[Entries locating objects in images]
****************

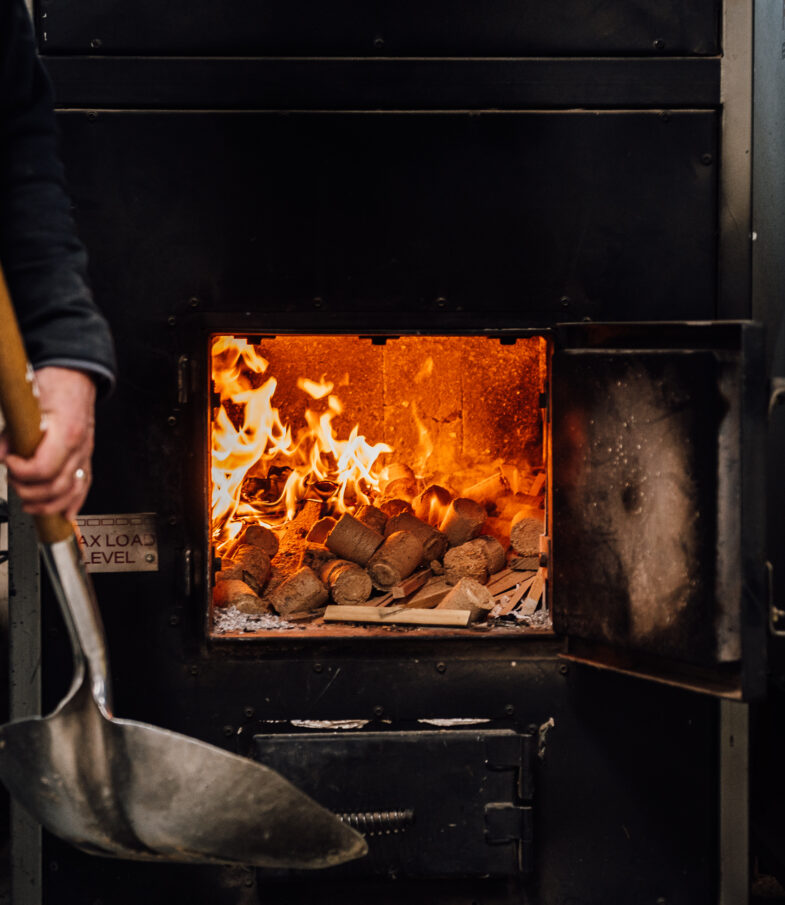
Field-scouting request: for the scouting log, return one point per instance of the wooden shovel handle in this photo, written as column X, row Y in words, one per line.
column 20, row 407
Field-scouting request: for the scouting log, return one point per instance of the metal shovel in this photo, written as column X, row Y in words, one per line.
column 126, row 789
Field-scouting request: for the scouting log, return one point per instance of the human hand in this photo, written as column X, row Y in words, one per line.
column 57, row 477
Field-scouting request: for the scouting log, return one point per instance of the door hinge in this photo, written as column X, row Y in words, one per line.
column 183, row 379
column 508, row 823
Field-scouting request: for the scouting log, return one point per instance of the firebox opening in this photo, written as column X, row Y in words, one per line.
column 387, row 488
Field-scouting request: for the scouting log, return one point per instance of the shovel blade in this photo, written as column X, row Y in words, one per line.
column 129, row 790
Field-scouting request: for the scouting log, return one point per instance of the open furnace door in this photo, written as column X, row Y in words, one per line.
column 658, row 513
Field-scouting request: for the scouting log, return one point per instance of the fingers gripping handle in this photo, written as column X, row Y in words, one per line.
column 20, row 406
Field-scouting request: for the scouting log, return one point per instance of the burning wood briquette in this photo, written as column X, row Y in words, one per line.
column 466, row 561
column 431, row 503
column 462, row 521
column 236, row 593
column 348, row 583
column 391, row 508
column 259, row 536
column 300, row 593
column 434, row 543
column 396, row 559
column 469, row 595
column 319, row 530
column 488, row 491
column 526, row 528
column 398, row 482
column 372, row 517
column 314, row 556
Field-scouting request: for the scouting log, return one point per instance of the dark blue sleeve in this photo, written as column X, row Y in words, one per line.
column 44, row 261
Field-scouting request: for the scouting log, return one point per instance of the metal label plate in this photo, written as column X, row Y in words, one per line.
column 119, row 543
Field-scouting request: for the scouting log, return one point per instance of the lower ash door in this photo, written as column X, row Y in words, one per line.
column 432, row 803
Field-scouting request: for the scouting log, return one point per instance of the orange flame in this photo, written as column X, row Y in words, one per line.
column 249, row 440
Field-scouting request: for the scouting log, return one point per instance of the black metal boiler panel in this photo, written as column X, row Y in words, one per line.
column 452, row 218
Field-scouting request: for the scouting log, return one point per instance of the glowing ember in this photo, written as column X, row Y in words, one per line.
column 260, row 472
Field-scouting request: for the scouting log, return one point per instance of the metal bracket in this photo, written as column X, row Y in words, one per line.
column 3, row 521
column 506, row 823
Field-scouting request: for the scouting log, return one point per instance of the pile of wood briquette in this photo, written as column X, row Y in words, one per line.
column 426, row 558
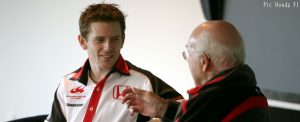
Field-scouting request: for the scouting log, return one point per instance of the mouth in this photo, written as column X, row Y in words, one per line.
column 107, row 56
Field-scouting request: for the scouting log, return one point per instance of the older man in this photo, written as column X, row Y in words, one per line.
column 226, row 89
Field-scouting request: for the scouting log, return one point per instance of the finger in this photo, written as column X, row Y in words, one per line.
column 138, row 91
column 127, row 91
column 129, row 97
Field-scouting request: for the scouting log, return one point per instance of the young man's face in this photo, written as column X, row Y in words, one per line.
column 104, row 43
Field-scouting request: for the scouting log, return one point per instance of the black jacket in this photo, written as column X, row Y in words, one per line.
column 232, row 95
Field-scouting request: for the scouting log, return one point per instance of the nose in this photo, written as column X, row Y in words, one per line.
column 107, row 44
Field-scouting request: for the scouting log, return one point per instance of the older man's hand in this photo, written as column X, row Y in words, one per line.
column 144, row 102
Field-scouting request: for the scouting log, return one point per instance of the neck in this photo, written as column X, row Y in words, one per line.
column 97, row 74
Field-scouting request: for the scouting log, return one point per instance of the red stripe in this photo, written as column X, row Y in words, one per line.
column 91, row 109
column 252, row 102
column 183, row 106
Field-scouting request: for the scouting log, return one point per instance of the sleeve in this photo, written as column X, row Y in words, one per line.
column 57, row 114
column 159, row 86
column 171, row 111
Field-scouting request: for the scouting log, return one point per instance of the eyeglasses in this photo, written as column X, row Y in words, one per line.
column 186, row 53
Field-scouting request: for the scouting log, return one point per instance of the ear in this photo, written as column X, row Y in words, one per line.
column 123, row 41
column 82, row 41
column 205, row 60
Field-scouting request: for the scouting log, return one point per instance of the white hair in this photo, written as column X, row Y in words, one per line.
column 221, row 54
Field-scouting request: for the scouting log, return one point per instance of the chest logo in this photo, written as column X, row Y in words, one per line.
column 117, row 91
column 77, row 90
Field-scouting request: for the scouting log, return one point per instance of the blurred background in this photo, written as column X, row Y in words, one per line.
column 38, row 46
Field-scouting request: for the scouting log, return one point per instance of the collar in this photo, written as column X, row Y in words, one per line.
column 82, row 73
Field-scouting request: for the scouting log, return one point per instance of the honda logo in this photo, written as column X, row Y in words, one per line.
column 117, row 91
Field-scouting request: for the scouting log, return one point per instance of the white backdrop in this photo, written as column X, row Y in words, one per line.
column 39, row 46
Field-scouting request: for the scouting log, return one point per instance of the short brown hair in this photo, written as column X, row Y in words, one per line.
column 100, row 12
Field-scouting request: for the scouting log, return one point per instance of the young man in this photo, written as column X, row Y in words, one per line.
column 226, row 89
column 93, row 92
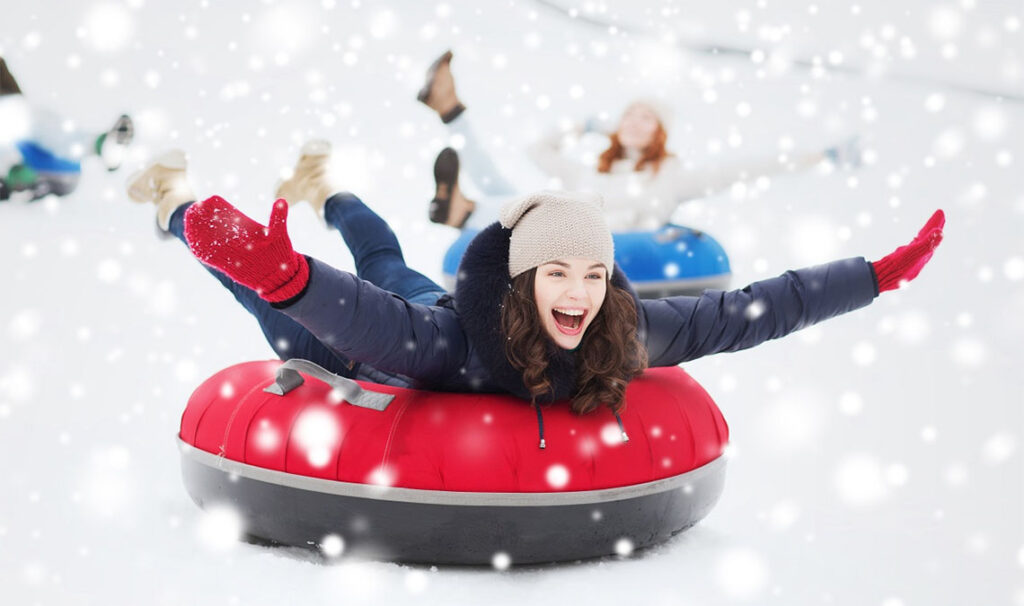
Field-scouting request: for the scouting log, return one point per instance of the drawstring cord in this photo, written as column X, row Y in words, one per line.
column 622, row 429
column 540, row 424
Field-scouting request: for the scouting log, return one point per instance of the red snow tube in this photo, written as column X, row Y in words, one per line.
column 422, row 476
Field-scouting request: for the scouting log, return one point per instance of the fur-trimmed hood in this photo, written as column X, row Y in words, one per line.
column 481, row 284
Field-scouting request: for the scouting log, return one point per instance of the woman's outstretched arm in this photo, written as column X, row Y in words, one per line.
column 349, row 315
column 681, row 329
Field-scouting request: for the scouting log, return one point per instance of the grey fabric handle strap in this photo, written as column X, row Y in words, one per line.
column 289, row 378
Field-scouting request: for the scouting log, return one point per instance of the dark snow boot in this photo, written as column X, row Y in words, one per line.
column 112, row 144
column 449, row 206
column 7, row 83
column 438, row 90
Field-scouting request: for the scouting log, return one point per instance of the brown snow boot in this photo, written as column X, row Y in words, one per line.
column 449, row 206
column 310, row 180
column 438, row 90
column 164, row 183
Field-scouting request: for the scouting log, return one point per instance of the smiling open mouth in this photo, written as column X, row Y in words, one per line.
column 569, row 321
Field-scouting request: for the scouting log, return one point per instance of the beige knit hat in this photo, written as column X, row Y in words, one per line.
column 660, row 107
column 550, row 225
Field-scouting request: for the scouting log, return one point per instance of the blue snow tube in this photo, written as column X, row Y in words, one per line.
column 42, row 160
column 672, row 260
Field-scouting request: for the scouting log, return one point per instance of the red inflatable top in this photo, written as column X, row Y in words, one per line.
column 455, row 441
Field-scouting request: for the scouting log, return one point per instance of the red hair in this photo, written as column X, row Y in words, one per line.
column 652, row 155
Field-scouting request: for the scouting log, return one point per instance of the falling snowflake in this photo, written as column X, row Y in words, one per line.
column 557, row 476
column 220, row 527
column 332, row 546
column 501, row 561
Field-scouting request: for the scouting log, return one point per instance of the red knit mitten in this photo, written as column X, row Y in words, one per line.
column 905, row 263
column 258, row 257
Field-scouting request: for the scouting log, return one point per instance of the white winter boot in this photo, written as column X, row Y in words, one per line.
column 309, row 181
column 164, row 183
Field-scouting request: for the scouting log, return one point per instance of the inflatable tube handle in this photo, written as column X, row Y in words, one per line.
column 673, row 232
column 289, row 378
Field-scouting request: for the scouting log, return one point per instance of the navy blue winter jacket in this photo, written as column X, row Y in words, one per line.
column 457, row 344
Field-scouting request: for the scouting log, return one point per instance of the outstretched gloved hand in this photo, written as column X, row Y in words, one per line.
column 258, row 257
column 905, row 263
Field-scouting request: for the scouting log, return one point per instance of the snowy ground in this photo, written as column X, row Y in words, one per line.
column 877, row 459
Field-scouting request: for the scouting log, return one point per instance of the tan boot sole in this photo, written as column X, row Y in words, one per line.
column 139, row 184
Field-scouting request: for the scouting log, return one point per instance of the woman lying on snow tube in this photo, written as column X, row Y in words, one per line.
column 541, row 311
column 671, row 260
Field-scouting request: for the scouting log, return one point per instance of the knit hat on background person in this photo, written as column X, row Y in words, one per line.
column 550, row 225
column 7, row 83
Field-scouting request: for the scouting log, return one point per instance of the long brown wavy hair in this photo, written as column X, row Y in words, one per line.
column 609, row 355
column 652, row 155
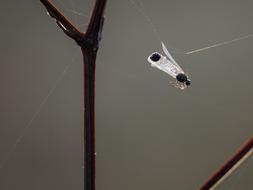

****************

**Given instruction**:
Repeat verbatim the lines of the records above, from the line containing "young man in" up to and including the line containing "column 569, row 321". Omit the pictures from your answer.

**Exercise output**:
Field-scouting request: for the scouting log, return one point per instance of the young man in this photo, written as column X, row Y in words, one per line.
column 226, row 89
column 93, row 92
Field-scouting request: for the scouting log, return one point per instance of the drawstring cord in this photo, written as column X, row Y in words, one per line.
column 622, row 429
column 540, row 424
Field-scouting request: for the scouting log, return one point per instance of the red snow tube in this photo, written as column X, row Y in words, one per line.
column 422, row 476
Field-scouting request: for the scouting log, return one point per instance of the fur-trimmed hood in this photo, written as column X, row Y in words, one per line.
column 481, row 284
Field-scouting request: for the scouting log, return one point per instance of the woman's outstretched arm in this photo, written as column X, row Y in words, one per line.
column 349, row 315
column 681, row 329
Field-scouting request: for the scouting log, return one point per instance of the grey fabric handle strap in this photo, written as column X, row Y in words, one per line.
column 289, row 378
Field-scouting request: for the scouting log, return one point per instance of the dark snow boot in this photo, written as column X, row Y in words, one per line.
column 112, row 144
column 449, row 206
column 7, row 83
column 438, row 90
Field-scouting request: for the scouting log, return one point per instance of the brown snow boot in this photo, written as column X, row Y in words, one per line.
column 449, row 206
column 310, row 180
column 438, row 90
column 164, row 183
Field-scouting request: for the scouting log, return one point per instance of the smiling open mouth in this photo, written as column X, row Y in words, one per line.
column 569, row 321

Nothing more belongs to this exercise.